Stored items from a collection
# # # #

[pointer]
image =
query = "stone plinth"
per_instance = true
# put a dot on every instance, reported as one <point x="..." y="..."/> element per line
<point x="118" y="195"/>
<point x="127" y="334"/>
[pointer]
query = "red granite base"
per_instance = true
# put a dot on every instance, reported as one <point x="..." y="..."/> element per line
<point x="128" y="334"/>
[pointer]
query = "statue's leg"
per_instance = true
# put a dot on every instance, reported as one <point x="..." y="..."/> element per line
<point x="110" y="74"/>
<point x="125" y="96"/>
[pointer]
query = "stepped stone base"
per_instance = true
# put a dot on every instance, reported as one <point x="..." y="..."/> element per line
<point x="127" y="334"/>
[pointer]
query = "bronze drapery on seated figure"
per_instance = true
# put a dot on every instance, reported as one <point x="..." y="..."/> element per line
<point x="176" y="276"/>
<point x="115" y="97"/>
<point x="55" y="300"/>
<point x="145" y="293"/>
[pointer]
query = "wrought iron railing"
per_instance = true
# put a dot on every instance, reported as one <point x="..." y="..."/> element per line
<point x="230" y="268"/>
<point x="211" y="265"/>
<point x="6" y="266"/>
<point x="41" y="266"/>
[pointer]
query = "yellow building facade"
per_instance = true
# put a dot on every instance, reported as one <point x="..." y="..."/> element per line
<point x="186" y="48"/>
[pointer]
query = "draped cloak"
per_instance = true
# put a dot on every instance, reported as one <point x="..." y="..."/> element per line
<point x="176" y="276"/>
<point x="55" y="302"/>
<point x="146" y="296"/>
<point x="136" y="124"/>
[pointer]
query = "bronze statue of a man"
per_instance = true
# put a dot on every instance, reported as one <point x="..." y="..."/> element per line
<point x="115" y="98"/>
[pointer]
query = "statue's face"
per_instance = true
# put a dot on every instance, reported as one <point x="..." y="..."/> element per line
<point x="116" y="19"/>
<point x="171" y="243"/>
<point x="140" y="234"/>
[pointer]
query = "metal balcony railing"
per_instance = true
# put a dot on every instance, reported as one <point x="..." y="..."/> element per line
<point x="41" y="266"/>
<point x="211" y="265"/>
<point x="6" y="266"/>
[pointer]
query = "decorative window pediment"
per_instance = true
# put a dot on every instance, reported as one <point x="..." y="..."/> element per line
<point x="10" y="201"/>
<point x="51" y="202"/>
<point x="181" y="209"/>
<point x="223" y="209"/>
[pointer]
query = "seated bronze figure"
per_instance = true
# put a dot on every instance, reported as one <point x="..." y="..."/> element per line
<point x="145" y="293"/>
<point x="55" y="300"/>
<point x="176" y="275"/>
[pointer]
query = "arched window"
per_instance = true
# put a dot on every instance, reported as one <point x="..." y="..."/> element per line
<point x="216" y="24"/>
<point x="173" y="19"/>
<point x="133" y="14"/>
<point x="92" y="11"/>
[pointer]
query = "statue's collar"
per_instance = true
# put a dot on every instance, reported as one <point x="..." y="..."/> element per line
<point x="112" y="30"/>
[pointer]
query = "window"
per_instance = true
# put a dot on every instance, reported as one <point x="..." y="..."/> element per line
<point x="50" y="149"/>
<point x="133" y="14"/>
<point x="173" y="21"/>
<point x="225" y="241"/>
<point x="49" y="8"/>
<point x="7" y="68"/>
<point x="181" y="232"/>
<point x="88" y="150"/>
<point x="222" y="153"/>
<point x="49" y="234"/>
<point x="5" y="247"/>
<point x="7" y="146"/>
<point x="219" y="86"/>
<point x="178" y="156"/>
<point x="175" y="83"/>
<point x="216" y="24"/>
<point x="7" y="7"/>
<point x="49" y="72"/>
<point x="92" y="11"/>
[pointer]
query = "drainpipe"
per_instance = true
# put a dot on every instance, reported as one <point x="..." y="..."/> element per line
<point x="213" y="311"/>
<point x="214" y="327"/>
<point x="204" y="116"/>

# # # #

→ What is asked:
Extract every record. Keep wording exact.

→ Written answer:
[pointer]
image =
query = "stone plinth"
per_instance = true
# put a dot on every instance, reported as one <point x="..." y="..."/> element per line
<point x="118" y="195"/>
<point x="127" y="334"/>
[pointer]
query = "red granite base"
per_instance = true
# put a dot on every instance, reported as one <point x="..." y="..."/> element per line
<point x="128" y="334"/>
[pointer]
query = "statue's leg"
per_instance = true
# put a dot on every instance, reported as one <point x="..." y="..."/> element per line
<point x="110" y="74"/>
<point x="125" y="96"/>
[pointer]
query = "stepped stone base"
per_instance = true
# put a dot on every instance, reported as one <point x="..." y="..."/> element per line
<point x="127" y="334"/>
[pointer]
query = "bronze drapery on seated figure"
per_instance = true
# put a dot on every instance, reported as one <point x="..." y="..."/> element per line
<point x="176" y="276"/>
<point x="115" y="97"/>
<point x="55" y="300"/>
<point x="145" y="293"/>
[pointer]
query = "wrought iron railing"
per_instance = true
# put a dot on every instance, reported as one <point x="..." y="..."/> element per line
<point x="230" y="268"/>
<point x="211" y="265"/>
<point x="6" y="266"/>
<point x="41" y="266"/>
[pointer]
query = "yellow building facade"
per_instance = true
# put a dot on every instance, reported as one <point x="..." y="..."/> element per line
<point x="186" y="48"/>
[pointer]
query = "draped cloak"
per_instance = true
# put a dot on every instance, reported as one <point x="..." y="..."/> element per line
<point x="176" y="276"/>
<point x="55" y="302"/>
<point x="146" y="296"/>
<point x="136" y="124"/>
[pointer]
query = "bronze statue of a man"
per_instance = true
# put a dot on every instance, reported as one <point x="..." y="..."/> element per line
<point x="115" y="98"/>
[pointer]
query = "statue's face"
per_instance = true
# put a dot on every instance, reported as one <point x="..." y="..."/> element per line
<point x="116" y="19"/>
<point x="171" y="243"/>
<point x="140" y="234"/>
[pointer]
query = "metal balcony railing"
per_instance = true
# put a dot on every instance, reported as one <point x="..." y="..."/> element per line
<point x="41" y="266"/>
<point x="211" y="265"/>
<point x="6" y="266"/>
[pointer]
query = "decorative window pediment"
per_instance = true
# put a dot on every instance, reported as one <point x="..." y="..."/> element per line
<point x="10" y="201"/>
<point x="51" y="202"/>
<point x="181" y="209"/>
<point x="223" y="209"/>
[pointer]
query = "seated bronze figure"
per_instance = true
# put a dot on every instance, reported as one <point x="..." y="..."/> element per line
<point x="145" y="293"/>
<point x="55" y="300"/>
<point x="176" y="275"/>
[pointer]
query = "arched window"
per_instance = true
# put a dot on every instance, reported as one <point x="..." y="..."/> element per line
<point x="216" y="24"/>
<point x="173" y="19"/>
<point x="133" y="14"/>
<point x="92" y="11"/>
[pointer]
query = "statue's collar"
per_instance = true
# put a dot on every instance, reported as one <point x="..." y="..."/> element per line
<point x="112" y="30"/>
[pointer]
query = "window"
per_instance = true
# put a dot on every instance, reported as one <point x="..." y="..."/> element per line
<point x="50" y="149"/>
<point x="133" y="14"/>
<point x="173" y="21"/>
<point x="225" y="241"/>
<point x="49" y="8"/>
<point x="7" y="68"/>
<point x="181" y="232"/>
<point x="88" y="150"/>
<point x="222" y="153"/>
<point x="49" y="234"/>
<point x="5" y="247"/>
<point x="7" y="146"/>
<point x="219" y="86"/>
<point x="178" y="156"/>
<point x="175" y="83"/>
<point x="216" y="24"/>
<point x="7" y="7"/>
<point x="49" y="72"/>
<point x="92" y="11"/>
[pointer]
query = "drainpipe"
per_instance = true
# put a dot on every instance, reported as one <point x="..." y="..."/> element per line
<point x="213" y="311"/>
<point x="214" y="327"/>
<point x="204" y="116"/>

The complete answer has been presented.